### Information shown
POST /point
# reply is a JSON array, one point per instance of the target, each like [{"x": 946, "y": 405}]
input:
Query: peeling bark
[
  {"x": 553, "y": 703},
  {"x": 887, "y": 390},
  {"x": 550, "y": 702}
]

### Task to complete
Convert every line of the items above into a JSON list of strings, one string per line, and leave out any blank lines.

### Answer to this problem
[
  "POST /point",
  "# reply is a JSON array, one point per instance of the target, each like [{\"x\": 946, \"y\": 405}]",
  "input:",
  "Query: peeling bark",
  "[",
  "  {\"x\": 553, \"y\": 703},",
  "  {\"x\": 887, \"y\": 390},",
  "  {\"x\": 550, \"y\": 702}",
  "]"
]